RECORD EXCERPTS
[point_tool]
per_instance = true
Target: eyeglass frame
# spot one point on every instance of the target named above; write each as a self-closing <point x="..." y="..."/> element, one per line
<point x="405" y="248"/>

OBJECTIVE
Copy every line of the items above, requests included. Scale each x and y coordinate in the answers by 1.3, rounding to the nearest whole number with halves going up.

TASK ANSWER
[point_tool]
per_instance = true
Target: eyeglass frame
# spot one point on every instance of the target named above; write each as a self-closing <point x="..." y="..."/> element, one per line
<point x="527" y="322"/>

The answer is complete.